### ENTRIES SUPPLIED
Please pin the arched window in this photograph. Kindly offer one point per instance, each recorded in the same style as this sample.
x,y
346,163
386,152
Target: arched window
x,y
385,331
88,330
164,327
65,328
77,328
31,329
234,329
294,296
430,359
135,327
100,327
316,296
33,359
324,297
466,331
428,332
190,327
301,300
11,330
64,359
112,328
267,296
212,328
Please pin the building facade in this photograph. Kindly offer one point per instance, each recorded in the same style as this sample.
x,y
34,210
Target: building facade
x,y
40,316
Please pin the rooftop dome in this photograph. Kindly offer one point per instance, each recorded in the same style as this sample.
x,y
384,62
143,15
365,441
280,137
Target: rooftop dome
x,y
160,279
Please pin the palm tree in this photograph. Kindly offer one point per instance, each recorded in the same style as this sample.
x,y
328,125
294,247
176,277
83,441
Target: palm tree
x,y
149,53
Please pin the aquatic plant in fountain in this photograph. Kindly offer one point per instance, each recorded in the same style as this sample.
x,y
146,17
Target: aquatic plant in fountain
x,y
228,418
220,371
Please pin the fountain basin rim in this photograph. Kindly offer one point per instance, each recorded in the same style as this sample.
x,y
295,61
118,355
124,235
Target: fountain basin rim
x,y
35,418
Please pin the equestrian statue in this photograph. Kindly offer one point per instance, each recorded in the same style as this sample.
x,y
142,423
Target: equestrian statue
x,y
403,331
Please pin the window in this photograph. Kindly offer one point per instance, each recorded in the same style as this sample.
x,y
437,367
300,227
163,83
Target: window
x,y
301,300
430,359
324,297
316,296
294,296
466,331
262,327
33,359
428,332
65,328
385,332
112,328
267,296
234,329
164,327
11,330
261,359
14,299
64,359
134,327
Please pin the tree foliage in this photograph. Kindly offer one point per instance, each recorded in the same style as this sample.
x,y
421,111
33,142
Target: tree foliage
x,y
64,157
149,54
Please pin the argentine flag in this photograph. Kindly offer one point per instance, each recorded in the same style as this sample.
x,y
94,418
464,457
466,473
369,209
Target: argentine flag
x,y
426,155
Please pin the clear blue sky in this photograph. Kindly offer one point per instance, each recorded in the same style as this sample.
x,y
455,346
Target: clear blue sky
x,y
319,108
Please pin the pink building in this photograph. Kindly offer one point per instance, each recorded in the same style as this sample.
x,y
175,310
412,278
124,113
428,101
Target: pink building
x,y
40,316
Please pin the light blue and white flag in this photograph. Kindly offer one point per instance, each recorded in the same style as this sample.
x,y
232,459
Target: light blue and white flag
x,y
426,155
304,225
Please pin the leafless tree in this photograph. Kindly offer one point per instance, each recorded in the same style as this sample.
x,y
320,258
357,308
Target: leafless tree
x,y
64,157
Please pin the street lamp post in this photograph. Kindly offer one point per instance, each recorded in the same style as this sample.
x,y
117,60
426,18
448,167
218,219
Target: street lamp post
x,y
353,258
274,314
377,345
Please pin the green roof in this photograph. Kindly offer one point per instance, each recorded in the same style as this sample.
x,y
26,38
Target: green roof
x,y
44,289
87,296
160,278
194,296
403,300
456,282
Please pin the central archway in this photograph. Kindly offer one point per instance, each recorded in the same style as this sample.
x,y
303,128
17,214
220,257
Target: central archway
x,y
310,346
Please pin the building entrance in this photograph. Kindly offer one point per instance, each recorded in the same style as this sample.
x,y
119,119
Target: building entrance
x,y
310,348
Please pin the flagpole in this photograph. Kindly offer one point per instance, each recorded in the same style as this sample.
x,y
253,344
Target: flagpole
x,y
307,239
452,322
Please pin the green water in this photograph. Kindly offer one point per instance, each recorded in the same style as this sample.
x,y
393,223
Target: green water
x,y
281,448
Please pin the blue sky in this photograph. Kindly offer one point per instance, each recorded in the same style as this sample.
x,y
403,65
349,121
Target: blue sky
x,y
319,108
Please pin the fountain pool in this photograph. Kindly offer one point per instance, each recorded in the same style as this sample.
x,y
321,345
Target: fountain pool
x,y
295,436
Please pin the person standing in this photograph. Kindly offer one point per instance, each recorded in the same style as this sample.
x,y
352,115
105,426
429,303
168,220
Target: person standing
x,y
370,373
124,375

--

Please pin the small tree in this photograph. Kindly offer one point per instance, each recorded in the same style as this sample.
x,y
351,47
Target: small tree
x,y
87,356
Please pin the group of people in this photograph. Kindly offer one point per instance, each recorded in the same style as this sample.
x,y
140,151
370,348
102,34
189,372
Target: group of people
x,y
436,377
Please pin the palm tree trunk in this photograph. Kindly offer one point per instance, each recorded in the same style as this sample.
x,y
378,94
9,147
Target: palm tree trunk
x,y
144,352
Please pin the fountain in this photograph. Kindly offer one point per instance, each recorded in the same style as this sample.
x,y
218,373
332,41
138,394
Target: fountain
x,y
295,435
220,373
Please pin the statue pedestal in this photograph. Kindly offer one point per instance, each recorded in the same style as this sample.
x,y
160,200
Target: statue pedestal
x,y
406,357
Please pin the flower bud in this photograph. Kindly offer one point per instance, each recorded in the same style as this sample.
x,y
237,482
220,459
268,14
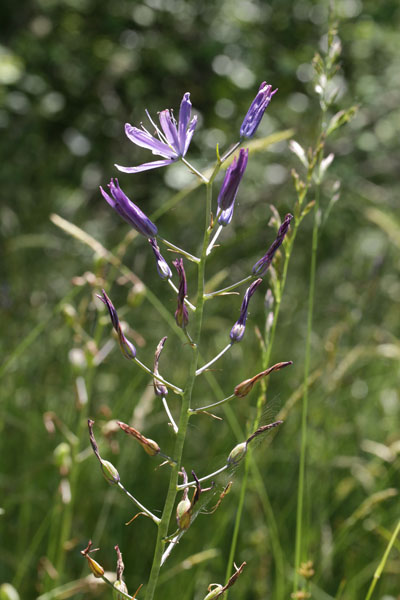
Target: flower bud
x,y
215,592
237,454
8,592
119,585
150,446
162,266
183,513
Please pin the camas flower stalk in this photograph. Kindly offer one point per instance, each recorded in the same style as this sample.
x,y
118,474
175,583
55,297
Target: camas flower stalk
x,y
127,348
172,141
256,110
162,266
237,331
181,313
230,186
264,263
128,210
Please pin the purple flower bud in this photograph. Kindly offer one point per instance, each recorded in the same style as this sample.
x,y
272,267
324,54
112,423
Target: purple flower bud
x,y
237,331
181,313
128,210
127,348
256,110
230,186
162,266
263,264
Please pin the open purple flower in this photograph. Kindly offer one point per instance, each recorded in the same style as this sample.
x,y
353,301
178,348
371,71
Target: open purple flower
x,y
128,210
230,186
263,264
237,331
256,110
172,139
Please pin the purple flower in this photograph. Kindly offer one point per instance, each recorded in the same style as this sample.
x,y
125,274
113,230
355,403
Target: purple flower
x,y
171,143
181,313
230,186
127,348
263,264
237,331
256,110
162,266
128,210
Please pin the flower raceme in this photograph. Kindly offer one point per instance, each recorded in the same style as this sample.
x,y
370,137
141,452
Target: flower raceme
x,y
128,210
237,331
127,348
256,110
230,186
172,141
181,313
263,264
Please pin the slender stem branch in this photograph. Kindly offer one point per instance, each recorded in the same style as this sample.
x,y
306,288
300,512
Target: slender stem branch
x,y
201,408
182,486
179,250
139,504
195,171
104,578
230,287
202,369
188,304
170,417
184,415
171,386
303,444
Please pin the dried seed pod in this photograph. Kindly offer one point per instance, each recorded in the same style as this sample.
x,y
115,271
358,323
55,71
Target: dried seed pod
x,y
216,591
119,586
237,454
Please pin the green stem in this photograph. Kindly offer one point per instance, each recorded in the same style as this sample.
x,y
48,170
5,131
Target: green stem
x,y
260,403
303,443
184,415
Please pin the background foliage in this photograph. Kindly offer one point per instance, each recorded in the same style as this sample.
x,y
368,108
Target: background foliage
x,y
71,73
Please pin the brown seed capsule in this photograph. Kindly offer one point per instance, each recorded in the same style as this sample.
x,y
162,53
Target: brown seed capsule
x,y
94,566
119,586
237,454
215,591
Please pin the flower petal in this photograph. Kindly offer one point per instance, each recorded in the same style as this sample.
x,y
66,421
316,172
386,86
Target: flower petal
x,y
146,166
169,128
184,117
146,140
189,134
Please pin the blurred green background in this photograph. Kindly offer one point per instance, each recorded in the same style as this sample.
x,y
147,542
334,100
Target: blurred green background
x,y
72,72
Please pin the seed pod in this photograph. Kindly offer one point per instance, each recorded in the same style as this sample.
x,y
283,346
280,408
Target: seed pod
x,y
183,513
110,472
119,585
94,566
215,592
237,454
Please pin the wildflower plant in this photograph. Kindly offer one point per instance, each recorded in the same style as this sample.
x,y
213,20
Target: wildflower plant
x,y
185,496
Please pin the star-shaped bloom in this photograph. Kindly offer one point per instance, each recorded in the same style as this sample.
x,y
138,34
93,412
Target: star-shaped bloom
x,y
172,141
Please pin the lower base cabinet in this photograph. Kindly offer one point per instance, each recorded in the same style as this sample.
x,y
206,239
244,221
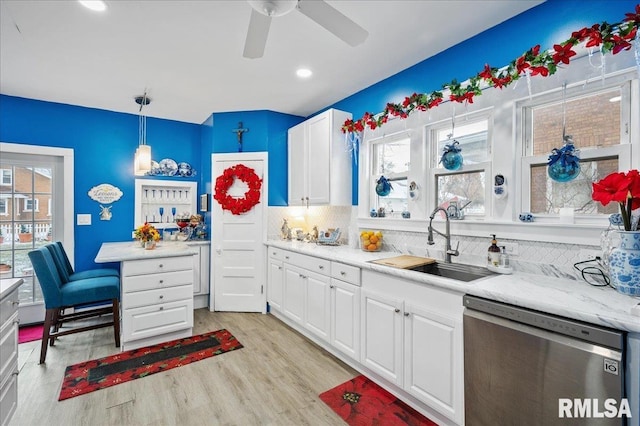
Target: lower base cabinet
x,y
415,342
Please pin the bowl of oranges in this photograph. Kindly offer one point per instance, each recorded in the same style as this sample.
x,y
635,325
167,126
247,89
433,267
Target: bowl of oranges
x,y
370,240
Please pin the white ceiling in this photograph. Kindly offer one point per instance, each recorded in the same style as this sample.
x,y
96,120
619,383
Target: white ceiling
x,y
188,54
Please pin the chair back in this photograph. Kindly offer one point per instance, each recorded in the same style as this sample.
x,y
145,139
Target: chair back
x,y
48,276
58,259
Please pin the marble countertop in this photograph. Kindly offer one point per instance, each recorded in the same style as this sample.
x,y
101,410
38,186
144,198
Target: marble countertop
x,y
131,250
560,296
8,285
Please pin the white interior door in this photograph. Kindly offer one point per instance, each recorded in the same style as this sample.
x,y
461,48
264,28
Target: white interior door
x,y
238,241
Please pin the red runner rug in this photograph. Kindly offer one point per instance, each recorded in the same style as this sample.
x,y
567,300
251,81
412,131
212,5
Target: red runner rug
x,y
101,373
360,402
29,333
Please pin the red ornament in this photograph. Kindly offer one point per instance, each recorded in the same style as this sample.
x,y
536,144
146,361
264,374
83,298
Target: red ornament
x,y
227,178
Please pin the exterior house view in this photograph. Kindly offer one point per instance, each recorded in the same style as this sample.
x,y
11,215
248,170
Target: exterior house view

...

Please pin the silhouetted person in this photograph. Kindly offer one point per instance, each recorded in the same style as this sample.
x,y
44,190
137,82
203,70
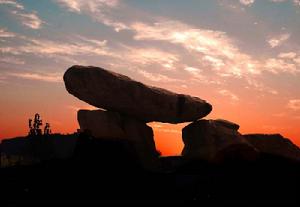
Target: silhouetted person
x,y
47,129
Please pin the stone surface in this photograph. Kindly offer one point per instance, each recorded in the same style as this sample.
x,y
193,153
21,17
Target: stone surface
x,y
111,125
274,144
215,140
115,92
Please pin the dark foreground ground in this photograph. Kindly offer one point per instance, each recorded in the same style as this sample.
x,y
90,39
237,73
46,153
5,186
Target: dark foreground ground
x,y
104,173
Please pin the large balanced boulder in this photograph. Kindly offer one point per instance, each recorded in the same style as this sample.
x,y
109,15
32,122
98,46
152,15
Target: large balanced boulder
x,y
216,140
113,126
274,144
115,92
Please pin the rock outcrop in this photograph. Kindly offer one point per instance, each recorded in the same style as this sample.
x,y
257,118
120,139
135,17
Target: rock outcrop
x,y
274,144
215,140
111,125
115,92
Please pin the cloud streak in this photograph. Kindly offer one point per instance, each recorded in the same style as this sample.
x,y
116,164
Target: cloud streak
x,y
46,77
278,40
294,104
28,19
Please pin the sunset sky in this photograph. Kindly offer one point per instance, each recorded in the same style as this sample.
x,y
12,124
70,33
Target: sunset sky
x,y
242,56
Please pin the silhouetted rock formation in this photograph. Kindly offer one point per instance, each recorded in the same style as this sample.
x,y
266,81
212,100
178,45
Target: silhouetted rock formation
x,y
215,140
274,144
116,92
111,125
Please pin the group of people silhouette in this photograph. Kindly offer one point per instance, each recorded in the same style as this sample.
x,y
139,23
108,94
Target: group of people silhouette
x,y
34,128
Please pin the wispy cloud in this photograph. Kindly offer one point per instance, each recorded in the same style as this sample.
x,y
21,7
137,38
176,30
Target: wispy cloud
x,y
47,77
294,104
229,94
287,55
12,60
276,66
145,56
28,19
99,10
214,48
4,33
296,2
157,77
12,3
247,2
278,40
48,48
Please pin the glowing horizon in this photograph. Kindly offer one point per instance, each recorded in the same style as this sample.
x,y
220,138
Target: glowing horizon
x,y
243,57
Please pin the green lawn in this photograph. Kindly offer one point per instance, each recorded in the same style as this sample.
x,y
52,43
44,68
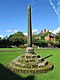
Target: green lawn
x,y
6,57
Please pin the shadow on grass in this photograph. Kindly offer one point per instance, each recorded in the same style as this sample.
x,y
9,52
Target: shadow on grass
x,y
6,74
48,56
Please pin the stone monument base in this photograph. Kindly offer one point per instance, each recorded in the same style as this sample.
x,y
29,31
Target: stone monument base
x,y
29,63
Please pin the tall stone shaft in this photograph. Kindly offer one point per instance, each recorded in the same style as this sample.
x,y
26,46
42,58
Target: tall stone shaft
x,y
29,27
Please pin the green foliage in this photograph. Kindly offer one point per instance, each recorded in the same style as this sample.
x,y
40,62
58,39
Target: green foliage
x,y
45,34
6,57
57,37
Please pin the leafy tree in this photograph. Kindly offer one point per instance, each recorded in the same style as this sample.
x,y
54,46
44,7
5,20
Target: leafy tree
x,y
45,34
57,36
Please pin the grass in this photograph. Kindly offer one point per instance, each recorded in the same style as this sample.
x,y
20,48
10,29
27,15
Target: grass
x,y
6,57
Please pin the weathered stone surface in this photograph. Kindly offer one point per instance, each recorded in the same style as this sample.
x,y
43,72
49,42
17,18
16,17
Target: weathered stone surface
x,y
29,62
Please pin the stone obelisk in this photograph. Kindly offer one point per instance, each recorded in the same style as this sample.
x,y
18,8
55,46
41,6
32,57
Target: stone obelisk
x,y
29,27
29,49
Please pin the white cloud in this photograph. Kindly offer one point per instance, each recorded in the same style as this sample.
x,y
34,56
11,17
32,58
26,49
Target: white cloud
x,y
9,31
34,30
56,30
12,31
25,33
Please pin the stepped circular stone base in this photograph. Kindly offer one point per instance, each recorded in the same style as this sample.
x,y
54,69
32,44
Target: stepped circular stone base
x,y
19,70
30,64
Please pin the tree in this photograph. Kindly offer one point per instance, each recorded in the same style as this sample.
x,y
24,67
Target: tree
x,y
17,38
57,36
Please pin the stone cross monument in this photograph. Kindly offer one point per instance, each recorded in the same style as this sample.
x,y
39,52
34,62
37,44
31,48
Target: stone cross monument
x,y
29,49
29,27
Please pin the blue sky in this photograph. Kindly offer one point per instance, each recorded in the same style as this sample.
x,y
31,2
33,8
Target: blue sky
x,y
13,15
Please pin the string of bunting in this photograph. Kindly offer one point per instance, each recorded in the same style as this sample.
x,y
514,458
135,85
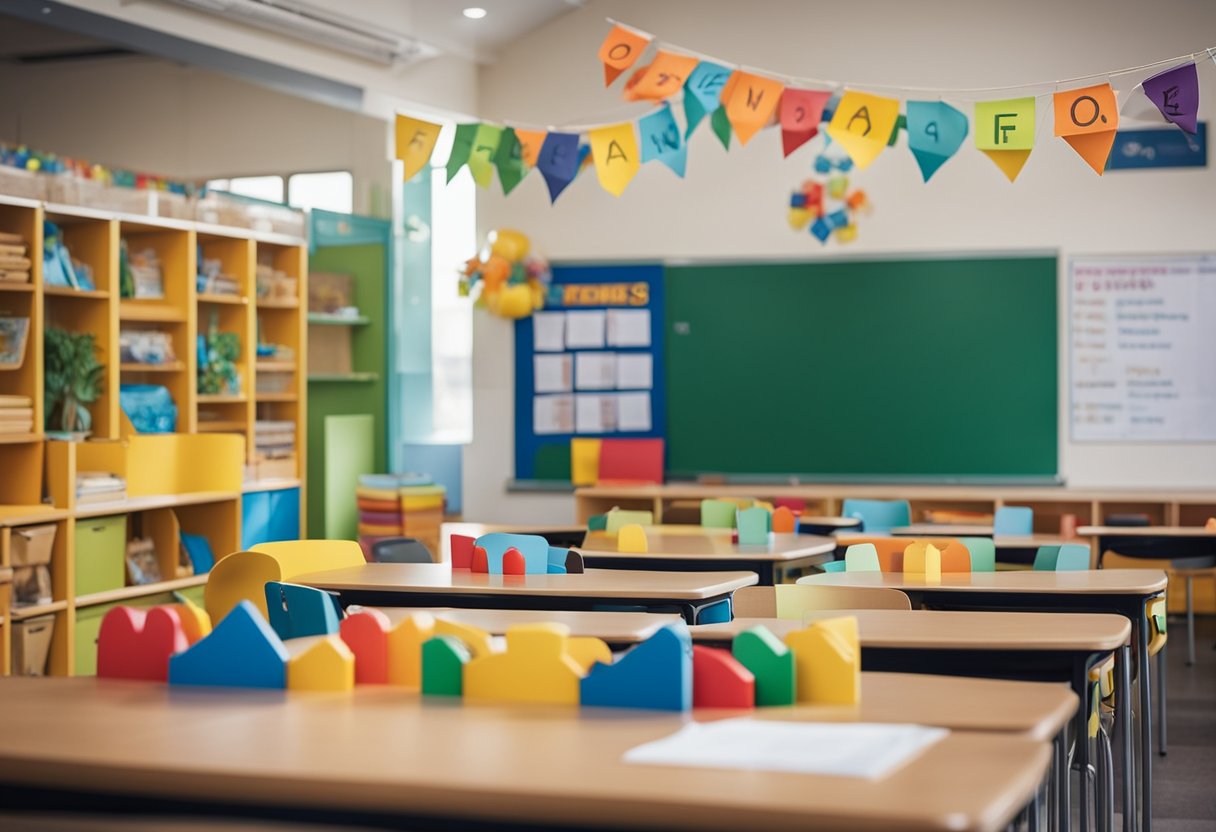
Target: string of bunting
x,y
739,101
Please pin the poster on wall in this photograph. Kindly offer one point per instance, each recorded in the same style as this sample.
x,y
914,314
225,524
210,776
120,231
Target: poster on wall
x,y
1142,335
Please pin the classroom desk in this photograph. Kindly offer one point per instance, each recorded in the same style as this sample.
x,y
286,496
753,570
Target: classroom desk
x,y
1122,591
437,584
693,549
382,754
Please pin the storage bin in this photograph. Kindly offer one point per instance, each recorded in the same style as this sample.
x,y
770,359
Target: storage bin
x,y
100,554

### TASK DIRECTIONS
Which lines in the material contain the word "exterior"? Pull each of them out.

### RESULT OF THIS EXERCISE
Please pin the exterior house view in this photograph. Kindly offer one point per instance, each recorded in the same style as this sample.
Target: exterior house view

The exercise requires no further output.